As inmates age, prisons face increase in health-care costs
Some states are grouping older prisoners to consolidate medical services.
RAIFORD, Fla. (AP) -- For 44 years, Dennis Whitney's world has consisted largely of steel bars, razor wire and a metal bed with a 3-inch mattress. He has grown old in prison, doing hard time for two murders committed when he was 17.
And with time have come the ravages of age: Whitney, 61, has undergone two angioplasties at state expense to clear narrowed or blocked blood vessels, and he needs a third such procedure. The first two cost a total of nearly $9,000.
Whitney and others like him represent a growing burden for the nation's prisons: The number of elderly inmates is rising fast, and so are their health-care costs.
"It's a hidden problem in the system that's going to grow into a dinosaur soon. The cost and numbers are getting out of hand," said Herb Hoetler, chief executive of the National Institute on Institutions and Alternatives in Alexandria, Va.
As of 2002, the most recent year for which statistics are available, 121,000 inmates age 50 and over were in state or federal prisons, more than twice as many as a decade earlier, according to the U.S. Justice Department.
Largely because of health-care expenses, the average cost of housing an inmate over 60 is $70,000 a year, or about three times the average cost for prisoners overall, said John Mills, a researcher at the Centers for Disease Control and Prevention in Atlanta.

▶ Raw data
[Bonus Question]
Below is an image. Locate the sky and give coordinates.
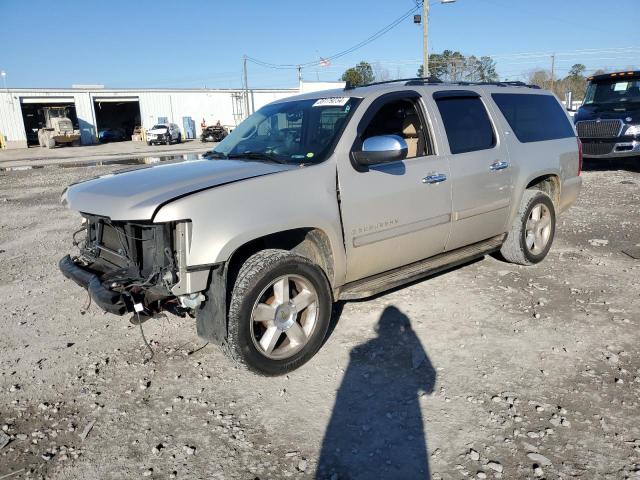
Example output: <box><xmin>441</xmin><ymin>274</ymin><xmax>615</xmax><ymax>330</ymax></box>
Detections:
<box><xmin>0</xmin><ymin>0</ymin><xmax>640</xmax><ymax>88</ymax></box>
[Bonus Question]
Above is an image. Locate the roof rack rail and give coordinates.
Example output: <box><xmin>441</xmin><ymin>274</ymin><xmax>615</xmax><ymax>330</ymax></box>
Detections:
<box><xmin>344</xmin><ymin>77</ymin><xmax>442</xmax><ymax>90</ymax></box>
<box><xmin>344</xmin><ymin>77</ymin><xmax>540</xmax><ymax>90</ymax></box>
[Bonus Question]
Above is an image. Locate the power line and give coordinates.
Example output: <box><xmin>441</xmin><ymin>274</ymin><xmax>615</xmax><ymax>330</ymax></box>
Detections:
<box><xmin>247</xmin><ymin>5</ymin><xmax>421</xmax><ymax>69</ymax></box>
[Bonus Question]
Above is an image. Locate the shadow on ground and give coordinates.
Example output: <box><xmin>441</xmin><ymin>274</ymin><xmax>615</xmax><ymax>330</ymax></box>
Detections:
<box><xmin>316</xmin><ymin>307</ymin><xmax>436</xmax><ymax>480</ymax></box>
<box><xmin>582</xmin><ymin>157</ymin><xmax>640</xmax><ymax>173</ymax></box>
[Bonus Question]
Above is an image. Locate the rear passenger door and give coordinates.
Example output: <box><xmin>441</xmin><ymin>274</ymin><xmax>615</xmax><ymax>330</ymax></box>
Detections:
<box><xmin>433</xmin><ymin>90</ymin><xmax>511</xmax><ymax>250</ymax></box>
<box><xmin>338</xmin><ymin>90</ymin><xmax>451</xmax><ymax>282</ymax></box>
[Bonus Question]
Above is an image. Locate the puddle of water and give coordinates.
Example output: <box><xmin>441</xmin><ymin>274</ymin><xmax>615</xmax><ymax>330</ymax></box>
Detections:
<box><xmin>0</xmin><ymin>153</ymin><xmax>202</xmax><ymax>172</ymax></box>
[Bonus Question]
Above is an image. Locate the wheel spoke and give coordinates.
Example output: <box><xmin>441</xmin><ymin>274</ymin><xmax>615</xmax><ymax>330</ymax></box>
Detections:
<box><xmin>533</xmin><ymin>230</ymin><xmax>544</xmax><ymax>250</ymax></box>
<box><xmin>291</xmin><ymin>290</ymin><xmax>314</xmax><ymax>313</ymax></box>
<box><xmin>524</xmin><ymin>232</ymin><xmax>535</xmax><ymax>250</ymax></box>
<box><xmin>538</xmin><ymin>215</ymin><xmax>551</xmax><ymax>229</ymax></box>
<box><xmin>273</xmin><ymin>277</ymin><xmax>289</xmax><ymax>305</ymax></box>
<box><xmin>260</xmin><ymin>325</ymin><xmax>282</xmax><ymax>353</ymax></box>
<box><xmin>253</xmin><ymin>303</ymin><xmax>276</xmax><ymax>322</ymax></box>
<box><xmin>284</xmin><ymin>322</ymin><xmax>307</xmax><ymax>345</ymax></box>
<box><xmin>531</xmin><ymin>205</ymin><xmax>542</xmax><ymax>220</ymax></box>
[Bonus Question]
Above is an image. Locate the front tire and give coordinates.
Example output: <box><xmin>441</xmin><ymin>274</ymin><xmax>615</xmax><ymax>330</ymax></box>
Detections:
<box><xmin>226</xmin><ymin>250</ymin><xmax>332</xmax><ymax>376</ymax></box>
<box><xmin>500</xmin><ymin>190</ymin><xmax>556</xmax><ymax>265</ymax></box>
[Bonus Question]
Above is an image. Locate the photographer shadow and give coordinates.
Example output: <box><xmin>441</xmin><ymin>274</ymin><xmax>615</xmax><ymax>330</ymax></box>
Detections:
<box><xmin>316</xmin><ymin>307</ymin><xmax>436</xmax><ymax>480</ymax></box>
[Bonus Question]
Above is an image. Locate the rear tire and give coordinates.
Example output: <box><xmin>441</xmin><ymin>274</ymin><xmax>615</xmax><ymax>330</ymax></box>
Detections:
<box><xmin>500</xmin><ymin>190</ymin><xmax>556</xmax><ymax>265</ymax></box>
<box><xmin>226</xmin><ymin>250</ymin><xmax>332</xmax><ymax>376</ymax></box>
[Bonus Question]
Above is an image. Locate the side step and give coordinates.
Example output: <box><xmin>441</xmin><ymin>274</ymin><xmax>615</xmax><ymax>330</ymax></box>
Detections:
<box><xmin>338</xmin><ymin>234</ymin><xmax>505</xmax><ymax>300</ymax></box>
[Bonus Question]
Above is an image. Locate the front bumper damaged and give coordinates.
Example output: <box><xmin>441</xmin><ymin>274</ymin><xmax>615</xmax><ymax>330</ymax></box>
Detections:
<box><xmin>58</xmin><ymin>255</ymin><xmax>133</xmax><ymax>315</ymax></box>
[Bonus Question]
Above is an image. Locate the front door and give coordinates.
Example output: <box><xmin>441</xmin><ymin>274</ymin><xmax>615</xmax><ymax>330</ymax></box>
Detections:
<box><xmin>338</xmin><ymin>91</ymin><xmax>451</xmax><ymax>282</ymax></box>
<box><xmin>433</xmin><ymin>90</ymin><xmax>511</xmax><ymax>250</ymax></box>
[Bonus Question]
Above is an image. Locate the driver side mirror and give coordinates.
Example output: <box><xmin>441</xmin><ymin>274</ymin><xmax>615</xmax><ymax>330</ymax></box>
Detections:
<box><xmin>353</xmin><ymin>135</ymin><xmax>409</xmax><ymax>166</ymax></box>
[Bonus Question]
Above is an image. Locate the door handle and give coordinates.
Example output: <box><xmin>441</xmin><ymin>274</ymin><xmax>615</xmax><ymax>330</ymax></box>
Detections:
<box><xmin>489</xmin><ymin>160</ymin><xmax>509</xmax><ymax>172</ymax></box>
<box><xmin>422</xmin><ymin>173</ymin><xmax>447</xmax><ymax>184</ymax></box>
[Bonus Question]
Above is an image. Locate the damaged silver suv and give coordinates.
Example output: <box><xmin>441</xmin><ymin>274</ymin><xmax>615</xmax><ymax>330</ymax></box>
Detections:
<box><xmin>60</xmin><ymin>79</ymin><xmax>582</xmax><ymax>375</ymax></box>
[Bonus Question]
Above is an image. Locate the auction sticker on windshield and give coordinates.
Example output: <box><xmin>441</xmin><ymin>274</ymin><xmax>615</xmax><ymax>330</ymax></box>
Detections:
<box><xmin>313</xmin><ymin>97</ymin><xmax>349</xmax><ymax>107</ymax></box>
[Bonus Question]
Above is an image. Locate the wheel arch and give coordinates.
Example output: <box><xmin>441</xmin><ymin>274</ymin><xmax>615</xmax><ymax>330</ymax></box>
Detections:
<box><xmin>525</xmin><ymin>173</ymin><xmax>561</xmax><ymax>209</ymax></box>
<box><xmin>227</xmin><ymin>227</ymin><xmax>335</xmax><ymax>289</ymax></box>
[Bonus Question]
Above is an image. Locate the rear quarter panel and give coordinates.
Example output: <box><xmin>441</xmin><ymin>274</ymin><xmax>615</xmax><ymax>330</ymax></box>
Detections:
<box><xmin>489</xmin><ymin>89</ymin><xmax>582</xmax><ymax>225</ymax></box>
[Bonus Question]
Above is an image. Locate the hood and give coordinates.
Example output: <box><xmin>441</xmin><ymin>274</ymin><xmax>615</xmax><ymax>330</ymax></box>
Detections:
<box><xmin>62</xmin><ymin>160</ymin><xmax>298</xmax><ymax>220</ymax></box>
<box><xmin>147</xmin><ymin>127</ymin><xmax>169</xmax><ymax>135</ymax></box>
<box><xmin>573</xmin><ymin>102</ymin><xmax>640</xmax><ymax>124</ymax></box>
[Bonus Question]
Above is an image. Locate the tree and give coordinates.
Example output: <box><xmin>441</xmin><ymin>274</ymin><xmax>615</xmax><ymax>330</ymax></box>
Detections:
<box><xmin>567</xmin><ymin>63</ymin><xmax>587</xmax><ymax>77</ymax></box>
<box><xmin>340</xmin><ymin>62</ymin><xmax>375</xmax><ymax>87</ymax></box>
<box><xmin>475</xmin><ymin>56</ymin><xmax>498</xmax><ymax>82</ymax></box>
<box><xmin>527</xmin><ymin>69</ymin><xmax>551</xmax><ymax>88</ymax></box>
<box><xmin>371</xmin><ymin>62</ymin><xmax>391</xmax><ymax>82</ymax></box>
<box><xmin>562</xmin><ymin>63</ymin><xmax>587</xmax><ymax>100</ymax></box>
<box><xmin>418</xmin><ymin>50</ymin><xmax>498</xmax><ymax>82</ymax></box>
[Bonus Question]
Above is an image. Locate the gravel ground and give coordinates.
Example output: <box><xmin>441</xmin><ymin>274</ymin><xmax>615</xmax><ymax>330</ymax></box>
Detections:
<box><xmin>0</xmin><ymin>158</ymin><xmax>640</xmax><ymax>480</ymax></box>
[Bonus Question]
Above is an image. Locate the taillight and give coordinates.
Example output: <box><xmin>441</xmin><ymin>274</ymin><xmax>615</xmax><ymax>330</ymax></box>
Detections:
<box><xmin>576</xmin><ymin>137</ymin><xmax>582</xmax><ymax>176</ymax></box>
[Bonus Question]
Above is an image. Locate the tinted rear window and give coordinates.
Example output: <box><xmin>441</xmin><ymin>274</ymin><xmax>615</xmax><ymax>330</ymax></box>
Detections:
<box><xmin>436</xmin><ymin>97</ymin><xmax>496</xmax><ymax>154</ymax></box>
<box><xmin>491</xmin><ymin>93</ymin><xmax>575</xmax><ymax>143</ymax></box>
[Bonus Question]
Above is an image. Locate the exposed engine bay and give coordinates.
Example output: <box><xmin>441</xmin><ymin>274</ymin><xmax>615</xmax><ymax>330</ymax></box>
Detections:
<box><xmin>60</xmin><ymin>214</ymin><xmax>204</xmax><ymax>316</ymax></box>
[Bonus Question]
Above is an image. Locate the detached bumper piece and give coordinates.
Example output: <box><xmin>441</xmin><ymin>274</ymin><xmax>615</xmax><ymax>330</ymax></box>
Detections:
<box><xmin>58</xmin><ymin>255</ymin><xmax>132</xmax><ymax>315</ymax></box>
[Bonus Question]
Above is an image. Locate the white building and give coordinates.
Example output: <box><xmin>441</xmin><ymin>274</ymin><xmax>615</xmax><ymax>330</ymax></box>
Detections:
<box><xmin>0</xmin><ymin>82</ymin><xmax>344</xmax><ymax>148</ymax></box>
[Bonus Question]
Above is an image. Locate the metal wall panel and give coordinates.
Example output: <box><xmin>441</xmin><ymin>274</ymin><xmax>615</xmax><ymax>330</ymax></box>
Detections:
<box><xmin>0</xmin><ymin>88</ymin><xmax>310</xmax><ymax>146</ymax></box>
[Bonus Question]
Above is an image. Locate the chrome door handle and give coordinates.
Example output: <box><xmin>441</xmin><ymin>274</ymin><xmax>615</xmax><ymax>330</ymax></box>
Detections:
<box><xmin>422</xmin><ymin>173</ymin><xmax>447</xmax><ymax>184</ymax></box>
<box><xmin>489</xmin><ymin>160</ymin><xmax>509</xmax><ymax>172</ymax></box>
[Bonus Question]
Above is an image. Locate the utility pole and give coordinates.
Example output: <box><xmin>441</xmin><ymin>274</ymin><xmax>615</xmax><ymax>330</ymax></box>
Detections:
<box><xmin>422</xmin><ymin>0</ymin><xmax>429</xmax><ymax>78</ymax></box>
<box><xmin>243</xmin><ymin>55</ymin><xmax>249</xmax><ymax>118</ymax></box>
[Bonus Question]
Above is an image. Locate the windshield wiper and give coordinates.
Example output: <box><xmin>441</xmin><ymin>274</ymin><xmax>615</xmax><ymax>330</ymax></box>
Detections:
<box><xmin>202</xmin><ymin>150</ymin><xmax>229</xmax><ymax>158</ymax></box>
<box><xmin>227</xmin><ymin>152</ymin><xmax>287</xmax><ymax>164</ymax></box>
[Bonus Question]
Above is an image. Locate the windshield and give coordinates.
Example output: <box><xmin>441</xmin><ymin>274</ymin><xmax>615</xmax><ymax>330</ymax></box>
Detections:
<box><xmin>208</xmin><ymin>97</ymin><xmax>357</xmax><ymax>164</ymax></box>
<box><xmin>584</xmin><ymin>78</ymin><xmax>640</xmax><ymax>105</ymax></box>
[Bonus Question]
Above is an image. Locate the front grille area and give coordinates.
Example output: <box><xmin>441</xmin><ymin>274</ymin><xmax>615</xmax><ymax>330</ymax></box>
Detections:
<box><xmin>582</xmin><ymin>143</ymin><xmax>614</xmax><ymax>155</ymax></box>
<box><xmin>576</xmin><ymin>120</ymin><xmax>622</xmax><ymax>138</ymax></box>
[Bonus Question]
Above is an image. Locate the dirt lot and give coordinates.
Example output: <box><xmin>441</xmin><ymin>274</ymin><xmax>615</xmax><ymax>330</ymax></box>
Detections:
<box><xmin>0</xmin><ymin>158</ymin><xmax>640</xmax><ymax>480</ymax></box>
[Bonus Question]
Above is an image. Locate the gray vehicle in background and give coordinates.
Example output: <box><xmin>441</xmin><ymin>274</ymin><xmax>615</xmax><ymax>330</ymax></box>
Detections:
<box><xmin>60</xmin><ymin>79</ymin><xmax>582</xmax><ymax>375</ymax></box>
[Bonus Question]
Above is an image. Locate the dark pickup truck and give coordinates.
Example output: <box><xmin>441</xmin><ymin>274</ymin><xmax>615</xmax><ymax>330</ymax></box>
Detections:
<box><xmin>574</xmin><ymin>71</ymin><xmax>640</xmax><ymax>158</ymax></box>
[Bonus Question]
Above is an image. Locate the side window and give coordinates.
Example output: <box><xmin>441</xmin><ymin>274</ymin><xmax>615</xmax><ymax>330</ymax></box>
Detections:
<box><xmin>491</xmin><ymin>93</ymin><xmax>575</xmax><ymax>143</ymax></box>
<box><xmin>436</xmin><ymin>97</ymin><xmax>496</xmax><ymax>154</ymax></box>
<box><xmin>361</xmin><ymin>99</ymin><xmax>432</xmax><ymax>158</ymax></box>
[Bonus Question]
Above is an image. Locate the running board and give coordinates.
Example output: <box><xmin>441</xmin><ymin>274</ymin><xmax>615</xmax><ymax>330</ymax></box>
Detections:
<box><xmin>338</xmin><ymin>234</ymin><xmax>505</xmax><ymax>300</ymax></box>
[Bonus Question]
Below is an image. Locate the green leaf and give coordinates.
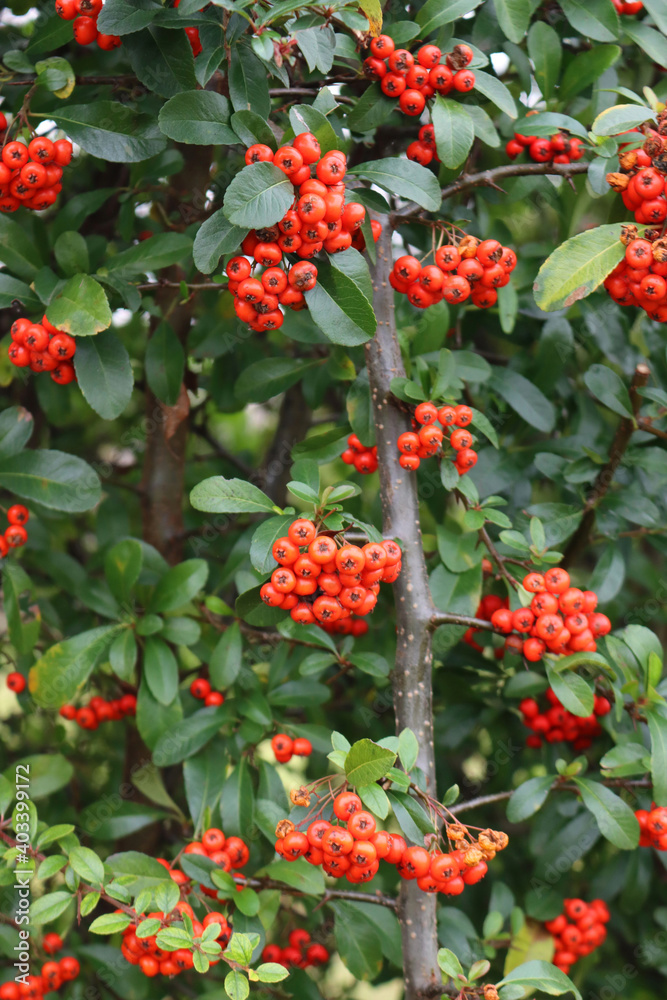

▶ Work to be completed
Copy out the entire article on aging inmates and prison health-care costs word for word, from its headline through its final sentence.

▶ Exercise answer
As inmates age, prisons face increase in health-care costs
Some states are grouping older prisoners to consolidate medical services.
RAIFORD, Fla. (AP) -- For 44 years, Dennis Whitney's world has consisted largely of steel bars, razor wire and a metal bed with a 3-inch mattress. He has grown old in prison, doing hard time for two murders committed when he was 17.
And with time have come the ravages of age: Whitney, 61, has undergone two angioplasties at state expense to clear narrowed or blocked blood vessels, and he needs a third such procedure. The first two cost a total of nearly $9,000.
Whitney and others like him represent a growing burden for the nation's prisons: The number of elderly inmates is rising fast, and so are their health-care costs.
"It's a hidden problem in the system that's going to grow into a dinosaur soon. The cost and numbers are getting out of hand," said Herb Hoetler, chief executive of the National Institute on Institutions and Alternatives in Alexandria, Va.
As of 2002, the most recent year for which statistics are available, 121,000 inmates age 50 and over were in state or federal prisons, more than twice as many as a decade earlier, according to the U.S. Justice Department.
Largely because of health-care expenses, the average cost of housing an inmate over 60 is $70,000 a year, or about three times the average cost for prisoners overall, said John Mills, a researcher at the Centers for Disease Control and Prevention in Atlanta.